— TEXT EXTRACT —
It should also be noted that a similar cooperative scheme of the Commonwealth, state and territory legislatures will create a national price exploitation code to monitor prices and take legal action in relation to price exploitation under the GST. Once again, we have provisions within this act to ensure that such schemes can be sustainable. The list goes on—the implications of this High Court case cover the field from the National Crime Authority to prices surveillance to competition and to corporations. The Workplace Relations Act is another act which is affected by this legislation. It is noted that this bill deletes subsection 5(7) of the Workplace Relations Act, which arose from a cooperative arrangement between the NSW, Queensland and federal governments in respect of enforcement of awards and instruments in the coalmining industry in the context of the situation where the Australian Industrial Relations Commission had been exercising jurisdiction as a result of cooperative legislation of both the state and federal governments. That has to be the longest sentence I have actually read out in this place, Senator Carr.


Senator Carr —Yes.


Senator BOLKUS —Similarly, subsection 5(9) gave the Federal Court of Australia authority to deal with unfair dismissal matters in circumstances where a state had adopted the laws as laws of the state. While it is conceded that it has been necessary to repeal those sections in light of the Wakim case, we as an opposition are not satisfied that there are appropriate measures which could be taken to repair the vacuum. We have reserved our right to further consider these provisions. With that as our guiding force and in the time that we have, we will be moving amendments in this place to try to fill the vacuum that has been left because of the government's provisions.

In summary, the significance of these cooperative cross-vesting arrangements to our economic prosperity cannot be underestimated. The question then becomes whether the approach in the legislation will be adequate. While we will be supporting the legislation as an attempt to resolve some of the immediate difficulties created by the Wakim case, we believe that this legislation is a long way from being a complete or perfect proposal.

We see two very large clouds on the horizon in respect of this legislation. Firstly, the High Court, in May or June this year, will hear a challenge to state legislation which has effectively adopted and validated those decisions of the Federal Court which have been invalidated as a result of the Wakim case. If those federal decisions cannot be validated by state legislation, then the consequences are quite horrendous. It goes without saying that it would be a disgusting waste of resources for those cases to have to be rerun, but that is a consequence which we cannot be oblivious to.

The other cloud on the horizon is the High Court case of Hughes and the Queen, which was heard by the High Court on 20 October 1999. That case involves, among other things, a challenge to the validity of section 45 of the Corporations Act, a section which states, in effect, that offences against the various state laws that mirror the Commonwealth's Corporations Act and constitute the Corporations Law as a national code are taken to be `offences against the Commonwealth'. Related questions in the proceedings are whether the Commonwealth law has been imported by the states and whether Commonwealth officers are empowered to prosecute corporate offences in the states. It is not our role to prejudge the outcome of that particular case. It is sufficient to note, however, that, if the challenge is upheld, then it will have enormous consequences for the operations of the Corporations Law and also potentially for the other cooperative regimes I mentioned earlier, particularly in the circumstance where Commonwealth officers are not empowered to prosecute offences under state legislation. Indeed, the scheme of the current bill in many instances is based on an assumption that such action by officers of the Commonwealth is valid.

— SOURCE EXCERPT —
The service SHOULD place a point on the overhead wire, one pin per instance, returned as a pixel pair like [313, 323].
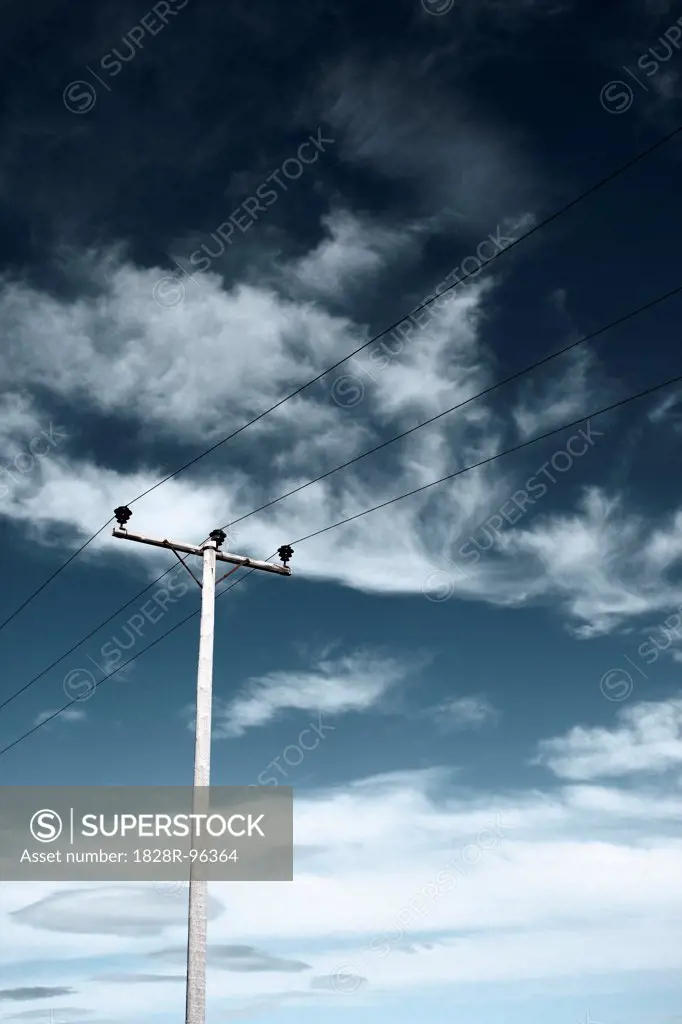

— INSTRUCTIONS —
• 1. Reproduce the stretch of the Senate speech from "Senator BOLKUS —Similarly, subsection" through "the government's provisions.".
• 2. Answer these questions using the Senate speech.
(a) Which subsection of the Workplace Relations Act does the bill delete?
(b) Which court did subsection 5(9) authorize to deal with unfair dismissal matters?
(c) On what date did the High Court hear the case of Hughes and the Queen?

— WORKED ANSWERS —
• 1.
Senator BOLKUS —Similarly, subsection 5(9) gave the Federal Court of Australia authority to deal with unfair dismissal matters in circumstances where a state had adopted the laws as laws of the state. While it is conceded that it has been necessary to repeal those sections in light of the Wakim case, we as an opposition are not satisfied that there are appropriate measures which could be taken to repair the vacuum. We have reserved our right to further consider these provisions. With that as our guiding force and in the time that we have, we will be moving amendments in this place to try to fill the vacuum that has been left because of the government's provisions.

• 2.
(a) Subsection 5(7)
(b) The Federal Court of Australia
(c) 20 October 1999